** Opening ENTRIES SHOWN block **

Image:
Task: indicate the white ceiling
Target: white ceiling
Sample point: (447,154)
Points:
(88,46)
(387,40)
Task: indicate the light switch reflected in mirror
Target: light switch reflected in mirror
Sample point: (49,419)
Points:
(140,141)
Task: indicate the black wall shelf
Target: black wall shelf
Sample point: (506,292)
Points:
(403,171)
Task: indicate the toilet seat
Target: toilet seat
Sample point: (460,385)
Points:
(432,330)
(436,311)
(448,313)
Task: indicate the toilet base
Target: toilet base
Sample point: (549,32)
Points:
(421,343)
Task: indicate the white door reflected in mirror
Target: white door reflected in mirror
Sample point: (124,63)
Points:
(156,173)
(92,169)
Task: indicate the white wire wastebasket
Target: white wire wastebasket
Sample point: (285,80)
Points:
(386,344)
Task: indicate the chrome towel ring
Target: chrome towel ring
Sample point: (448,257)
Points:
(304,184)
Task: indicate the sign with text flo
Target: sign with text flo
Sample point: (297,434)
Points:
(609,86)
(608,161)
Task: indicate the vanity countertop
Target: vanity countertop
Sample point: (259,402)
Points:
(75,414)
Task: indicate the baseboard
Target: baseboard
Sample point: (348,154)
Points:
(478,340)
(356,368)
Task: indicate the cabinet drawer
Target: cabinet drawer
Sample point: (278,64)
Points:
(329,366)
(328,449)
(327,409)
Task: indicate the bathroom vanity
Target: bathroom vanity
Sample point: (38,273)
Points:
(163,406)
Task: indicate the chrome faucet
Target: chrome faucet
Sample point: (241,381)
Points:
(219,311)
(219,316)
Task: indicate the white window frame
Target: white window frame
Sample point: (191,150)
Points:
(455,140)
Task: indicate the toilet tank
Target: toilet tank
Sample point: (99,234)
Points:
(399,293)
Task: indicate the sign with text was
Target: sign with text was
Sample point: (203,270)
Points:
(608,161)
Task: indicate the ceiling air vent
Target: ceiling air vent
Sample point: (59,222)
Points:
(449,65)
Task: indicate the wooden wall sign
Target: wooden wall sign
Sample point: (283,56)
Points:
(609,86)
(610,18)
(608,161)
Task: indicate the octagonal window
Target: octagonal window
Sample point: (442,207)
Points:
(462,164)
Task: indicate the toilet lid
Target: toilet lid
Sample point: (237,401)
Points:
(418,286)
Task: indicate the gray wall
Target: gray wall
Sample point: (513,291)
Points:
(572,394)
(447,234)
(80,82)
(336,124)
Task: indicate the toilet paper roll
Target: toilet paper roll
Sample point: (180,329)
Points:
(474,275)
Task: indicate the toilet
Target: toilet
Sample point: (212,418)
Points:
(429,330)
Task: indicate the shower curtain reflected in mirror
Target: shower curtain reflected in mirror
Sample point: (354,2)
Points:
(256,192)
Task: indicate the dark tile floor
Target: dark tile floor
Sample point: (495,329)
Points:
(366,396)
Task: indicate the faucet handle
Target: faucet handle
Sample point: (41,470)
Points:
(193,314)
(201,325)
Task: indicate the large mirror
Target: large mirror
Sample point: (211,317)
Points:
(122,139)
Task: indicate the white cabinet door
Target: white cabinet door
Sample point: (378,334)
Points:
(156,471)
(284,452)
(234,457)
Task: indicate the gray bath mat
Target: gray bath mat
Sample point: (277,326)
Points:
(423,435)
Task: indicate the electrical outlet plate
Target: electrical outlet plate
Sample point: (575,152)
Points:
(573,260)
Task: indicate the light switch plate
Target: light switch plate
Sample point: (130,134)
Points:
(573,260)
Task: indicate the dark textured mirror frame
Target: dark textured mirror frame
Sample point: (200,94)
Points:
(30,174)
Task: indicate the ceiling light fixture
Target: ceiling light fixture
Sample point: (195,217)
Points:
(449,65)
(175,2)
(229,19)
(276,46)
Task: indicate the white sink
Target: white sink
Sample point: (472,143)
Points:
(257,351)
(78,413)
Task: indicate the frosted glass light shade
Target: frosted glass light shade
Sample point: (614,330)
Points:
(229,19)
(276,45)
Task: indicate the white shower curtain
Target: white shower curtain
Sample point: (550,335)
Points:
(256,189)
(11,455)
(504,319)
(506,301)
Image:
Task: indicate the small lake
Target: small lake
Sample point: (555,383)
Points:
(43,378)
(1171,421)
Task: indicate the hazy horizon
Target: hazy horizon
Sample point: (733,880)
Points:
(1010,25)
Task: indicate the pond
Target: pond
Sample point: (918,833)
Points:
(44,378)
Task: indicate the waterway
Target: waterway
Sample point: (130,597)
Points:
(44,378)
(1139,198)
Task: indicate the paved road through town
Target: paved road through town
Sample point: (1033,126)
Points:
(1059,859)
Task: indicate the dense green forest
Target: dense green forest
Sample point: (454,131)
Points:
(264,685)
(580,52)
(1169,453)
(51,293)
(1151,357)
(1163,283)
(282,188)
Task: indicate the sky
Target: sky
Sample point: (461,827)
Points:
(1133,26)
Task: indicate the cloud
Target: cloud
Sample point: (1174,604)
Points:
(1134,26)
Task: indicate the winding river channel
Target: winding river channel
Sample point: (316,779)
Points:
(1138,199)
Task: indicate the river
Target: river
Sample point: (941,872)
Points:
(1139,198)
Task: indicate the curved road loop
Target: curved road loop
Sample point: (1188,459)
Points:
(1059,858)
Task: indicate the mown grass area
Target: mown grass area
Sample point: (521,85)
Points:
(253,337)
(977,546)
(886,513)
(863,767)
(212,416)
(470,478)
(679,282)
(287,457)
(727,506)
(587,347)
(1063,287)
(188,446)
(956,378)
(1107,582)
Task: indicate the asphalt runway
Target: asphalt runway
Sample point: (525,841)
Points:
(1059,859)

** Closing ENTRIES SHOWN block **

TASK STATEMENT ▸ Could you output, exactly and with nothing else, the lines from the start of the records through the line containing "Target: toilet tank"?

SOLUTION ▸
Image:
Task: indicate the white ceiling
Target: white ceiling
Sample point: (447,154)
Points:
(88,46)
(387,40)
Task: indicate the light switch reflected in mirror
Target: light switch reflected in mirror
Sample point: (49,419)
Points:
(140,141)
Task: indicate the black wall shelf
Target: black wall shelf
Sample point: (506,292)
Points:
(403,171)
Task: indicate the toilet seat
Target: toilet seat
Sample point: (460,385)
Points:
(432,330)
(436,311)
(448,313)
Task: indicate the toilet base
Target: toilet base
Sample point: (549,32)
Points:
(421,343)
Task: indicate the white door reflected in mirror
Target: white door reflected in mirror
Sample point: (124,63)
Points:
(156,173)
(92,169)
Task: indicate the white wire wastebasket
Target: white wire wastebasket
Sample point: (285,80)
Points:
(386,344)
Task: indicate the chrome towel ring
Target: chrome towel ring
Sample point: (448,257)
Points:
(304,184)
Task: indicate the sign with text flo
Target: sign with text flo
Sample point: (297,434)
Points:
(609,86)
(608,161)
Task: indicate the vanity countertop
Target: vanity countertop
Sample point: (259,402)
Points:
(75,414)
Task: indicate the baseboard
Target: baseboard
Sample point: (348,154)
Points:
(478,340)
(356,368)
Task: indicate the cabinet drawer
Target: cabinet drawer
Sample point: (278,64)
Points:
(329,366)
(328,449)
(327,409)
Task: indicate the bathroom vanity
Target: bathroom vanity
Sample point: (38,273)
Points:
(163,406)
Task: indicate the chrome faucet
Target: chrome faucet
Sample point: (241,381)
Points:
(219,311)
(219,316)
Task: indicate the white window frame
Target: white window frame
Sample point: (191,150)
Points:
(455,140)
Task: indicate the toilet tank
Target: toilet tank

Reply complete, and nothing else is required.